Task: Could you restate the entries below word for word?

-------- Supplied information

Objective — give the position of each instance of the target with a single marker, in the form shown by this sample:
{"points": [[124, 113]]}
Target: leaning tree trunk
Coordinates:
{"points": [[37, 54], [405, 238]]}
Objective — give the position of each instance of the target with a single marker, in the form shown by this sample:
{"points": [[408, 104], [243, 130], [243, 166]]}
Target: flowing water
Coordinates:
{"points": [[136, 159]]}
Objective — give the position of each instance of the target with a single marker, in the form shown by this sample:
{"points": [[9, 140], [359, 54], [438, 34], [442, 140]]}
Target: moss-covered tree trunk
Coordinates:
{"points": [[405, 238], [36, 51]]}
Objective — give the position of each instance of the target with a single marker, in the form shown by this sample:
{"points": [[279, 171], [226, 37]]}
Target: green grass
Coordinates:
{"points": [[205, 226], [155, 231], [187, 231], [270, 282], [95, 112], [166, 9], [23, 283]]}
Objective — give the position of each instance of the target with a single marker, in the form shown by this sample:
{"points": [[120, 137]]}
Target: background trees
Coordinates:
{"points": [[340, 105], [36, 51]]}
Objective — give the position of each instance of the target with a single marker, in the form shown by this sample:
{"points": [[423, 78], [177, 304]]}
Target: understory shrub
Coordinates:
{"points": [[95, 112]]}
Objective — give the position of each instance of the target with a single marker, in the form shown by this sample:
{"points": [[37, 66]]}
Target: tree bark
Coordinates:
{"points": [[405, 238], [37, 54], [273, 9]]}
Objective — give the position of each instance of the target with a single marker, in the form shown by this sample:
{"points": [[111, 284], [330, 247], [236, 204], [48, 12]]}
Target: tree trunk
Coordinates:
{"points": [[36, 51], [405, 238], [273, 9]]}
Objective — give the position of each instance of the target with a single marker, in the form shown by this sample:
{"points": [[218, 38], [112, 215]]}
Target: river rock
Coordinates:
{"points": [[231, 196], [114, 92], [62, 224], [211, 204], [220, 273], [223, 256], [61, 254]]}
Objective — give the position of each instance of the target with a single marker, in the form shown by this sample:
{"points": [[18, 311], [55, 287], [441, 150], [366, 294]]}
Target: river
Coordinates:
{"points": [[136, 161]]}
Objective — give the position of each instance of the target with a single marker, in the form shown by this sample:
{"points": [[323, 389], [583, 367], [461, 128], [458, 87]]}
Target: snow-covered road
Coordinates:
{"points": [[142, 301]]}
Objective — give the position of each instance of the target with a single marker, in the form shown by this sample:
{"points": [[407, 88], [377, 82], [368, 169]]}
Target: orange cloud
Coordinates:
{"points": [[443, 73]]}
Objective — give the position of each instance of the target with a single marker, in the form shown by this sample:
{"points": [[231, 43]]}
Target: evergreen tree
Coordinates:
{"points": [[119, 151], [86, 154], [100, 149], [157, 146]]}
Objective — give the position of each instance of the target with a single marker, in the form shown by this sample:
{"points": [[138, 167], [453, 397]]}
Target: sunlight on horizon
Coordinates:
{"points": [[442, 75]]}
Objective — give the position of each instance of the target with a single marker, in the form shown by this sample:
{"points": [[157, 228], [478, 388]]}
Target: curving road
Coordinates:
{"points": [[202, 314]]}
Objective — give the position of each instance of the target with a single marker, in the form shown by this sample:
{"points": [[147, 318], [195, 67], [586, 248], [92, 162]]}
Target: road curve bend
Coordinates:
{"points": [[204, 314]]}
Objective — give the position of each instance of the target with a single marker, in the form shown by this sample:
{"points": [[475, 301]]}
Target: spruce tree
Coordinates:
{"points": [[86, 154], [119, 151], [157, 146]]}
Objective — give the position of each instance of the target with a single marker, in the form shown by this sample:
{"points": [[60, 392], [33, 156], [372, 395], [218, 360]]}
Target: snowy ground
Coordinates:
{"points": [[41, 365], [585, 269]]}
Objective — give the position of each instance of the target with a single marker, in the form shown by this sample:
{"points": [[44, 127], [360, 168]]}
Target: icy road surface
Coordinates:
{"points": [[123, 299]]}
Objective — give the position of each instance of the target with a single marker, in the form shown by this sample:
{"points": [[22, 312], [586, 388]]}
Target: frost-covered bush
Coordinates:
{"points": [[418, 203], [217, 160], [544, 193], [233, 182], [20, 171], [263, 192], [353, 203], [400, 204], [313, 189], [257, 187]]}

----------------

Answer to this problem:
Objective — give the position of each instance of the target with a single marker, in the form shown by this sample:
{"points": [[124, 113]]}
Target: leaning tree trunk
Coordinates:
{"points": [[37, 54], [405, 238]]}
Objective — give the position of each instance of the target with a single marker, in the form shown by this sample:
{"points": [[408, 104], [243, 130], [243, 166]]}
Target: flowing water
Coordinates:
{"points": [[136, 159]]}
Objective — give the position of each instance of the target with a single marker, in the form shown by this sample:
{"points": [[9, 140], [359, 54], [438, 34], [442, 140]]}
Target: moss-covered tree trunk
Coordinates:
{"points": [[405, 238], [36, 51]]}
Objective — give the position of each instance of the target with a single marker, in the form shown by this sample:
{"points": [[279, 171], [226, 37]]}
Target: green grass
Coordinates:
{"points": [[205, 226], [155, 231], [187, 231], [270, 282], [95, 112], [166, 9], [23, 283]]}
Objective — give the position of each instance of the target with a single marker, in the form shown by this sample:
{"points": [[120, 137]]}
Target: background trees
Coordinates:
{"points": [[340, 105], [36, 51]]}
Objective — give the position of each instance of the target with a single marker, in the form shown by this sample:
{"points": [[423, 78], [177, 304]]}
Target: understory shrub
Coordinates:
{"points": [[95, 112]]}
Objective — give the position of each instance of the target with a single marker, in the form shown by this sample:
{"points": [[37, 66]]}
Target: tree bark
Coordinates:
{"points": [[405, 238], [37, 54], [273, 9]]}
Objective — give the position of each instance of the target with a single marker, in the form shown by this sample:
{"points": [[111, 284], [330, 247], [236, 204], [48, 12]]}
Target: tree trunk
Coordinates:
{"points": [[36, 51], [405, 238], [273, 9]]}
Objective — give the position of each instance of the target with a single marker, in the form shown by this sample:
{"points": [[218, 38], [112, 215]]}
Target: river rock
Coordinates:
{"points": [[231, 196], [114, 92], [62, 224], [211, 204], [220, 273], [223, 256], [61, 254]]}
Objective — give the position of each instance of the target with a single marker, in the form shown by this sample:
{"points": [[18, 311], [55, 287], [441, 150], [366, 294]]}
Target: river
Coordinates:
{"points": [[136, 161]]}
Objective — give the position of each instance of the target with a single marker, in the form shown by this sample:
{"points": [[323, 389], [583, 367], [461, 128], [458, 87]]}
Target: snow-covered road
Coordinates:
{"points": [[142, 301]]}
Objective — give the position of each instance of the target with a single marker, in the form shown by this sample:
{"points": [[407, 88], [377, 82], [368, 169]]}
Target: orange cloud
Coordinates:
{"points": [[443, 73]]}
Objective — give the position of each instance of the target with a single marker, in the form shown by this sample:
{"points": [[231, 43]]}
Target: evergreen tree
Coordinates:
{"points": [[119, 151], [86, 154], [100, 149], [157, 146]]}
Objective — give the position of each instance of the target with a single marker, in the form shown by this sample:
{"points": [[138, 167], [453, 397]]}
Target: sunlight on horizon
Coordinates:
{"points": [[442, 75]]}
Objective — give the position of each instance of the target with a single marker, in the form shown by this sample:
{"points": [[157, 228], [478, 388]]}
Target: curving road
Coordinates:
{"points": [[202, 314]]}
Objective — give the position of each instance of the target with a single marker, in the form shown by this sample:
{"points": [[147, 318], [195, 67], [586, 248], [92, 162]]}
Target: road curve bend
Coordinates:
{"points": [[204, 314]]}
Objective — give the position of each instance of the target with a single marker, in the form shown by this sample:
{"points": [[475, 301]]}
Target: spruce tree
Coordinates:
{"points": [[86, 154], [119, 151], [157, 146]]}
Objective — give the position of each instance of the target with a single marker, in the form shown by this sample:
{"points": [[60, 392], [33, 156], [372, 395], [218, 360]]}
Target: snowy ground
Coordinates:
{"points": [[41, 365], [585, 269]]}
Objective — give the position of each instance of the target with a single marker, in the form shown by this sample:
{"points": [[44, 127], [360, 168]]}
Target: icy road surface
Coordinates:
{"points": [[123, 299]]}
Objective — give the position of each instance of the target with a single marker, in the form shown by this sample:
{"points": [[22, 312], [586, 388]]}
Target: frost-covered bush
Coordinates:
{"points": [[418, 203], [217, 160], [544, 193], [233, 182], [20, 171], [263, 192], [353, 203], [400, 204], [313, 189], [257, 187]]}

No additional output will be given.